PROBLEM DESCRIPTION >>
Among the entries below, take the line with "Target: bush" and the line with "Target: clear blue sky", and output them and every line between them exactly, with nothing else.

(Records excerpted from a collection)
= Beginning of Section =
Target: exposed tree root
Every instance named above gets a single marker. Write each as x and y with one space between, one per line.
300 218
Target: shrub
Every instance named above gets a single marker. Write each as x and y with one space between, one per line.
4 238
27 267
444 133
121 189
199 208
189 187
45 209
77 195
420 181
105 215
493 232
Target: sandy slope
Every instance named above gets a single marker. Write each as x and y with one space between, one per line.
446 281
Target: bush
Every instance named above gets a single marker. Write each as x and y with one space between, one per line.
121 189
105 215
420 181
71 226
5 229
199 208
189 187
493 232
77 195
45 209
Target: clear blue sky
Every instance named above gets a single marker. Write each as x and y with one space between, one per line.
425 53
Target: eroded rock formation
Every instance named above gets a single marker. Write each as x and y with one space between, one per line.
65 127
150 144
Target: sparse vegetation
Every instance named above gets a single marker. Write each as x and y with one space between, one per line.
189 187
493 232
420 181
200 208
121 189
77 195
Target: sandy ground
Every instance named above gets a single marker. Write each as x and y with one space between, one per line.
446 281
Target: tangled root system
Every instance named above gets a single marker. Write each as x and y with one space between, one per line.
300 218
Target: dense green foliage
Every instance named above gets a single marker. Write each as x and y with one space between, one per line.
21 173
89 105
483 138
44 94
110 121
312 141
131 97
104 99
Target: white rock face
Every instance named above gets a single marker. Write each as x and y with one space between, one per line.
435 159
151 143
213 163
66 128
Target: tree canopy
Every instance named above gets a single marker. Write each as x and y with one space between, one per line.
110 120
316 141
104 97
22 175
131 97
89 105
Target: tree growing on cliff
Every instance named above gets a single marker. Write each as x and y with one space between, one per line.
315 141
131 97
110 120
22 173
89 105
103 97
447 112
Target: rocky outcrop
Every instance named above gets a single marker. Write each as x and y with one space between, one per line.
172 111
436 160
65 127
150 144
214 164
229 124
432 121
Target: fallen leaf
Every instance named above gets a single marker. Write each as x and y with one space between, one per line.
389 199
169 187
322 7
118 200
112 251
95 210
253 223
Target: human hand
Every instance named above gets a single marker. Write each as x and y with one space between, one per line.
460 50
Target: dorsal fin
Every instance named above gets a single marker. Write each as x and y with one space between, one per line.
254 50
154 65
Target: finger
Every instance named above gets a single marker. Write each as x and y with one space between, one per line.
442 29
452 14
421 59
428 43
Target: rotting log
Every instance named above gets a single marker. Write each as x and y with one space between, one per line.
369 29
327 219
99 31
= End of Section =
ANSWER SPACE >>
Target: bush
Every instance named above gets a single marker. Write each as x and y with one space between, one per line.
121 189
105 215
420 181
71 226
5 229
199 208
189 187
493 232
77 195
45 209
Target: clear blue sky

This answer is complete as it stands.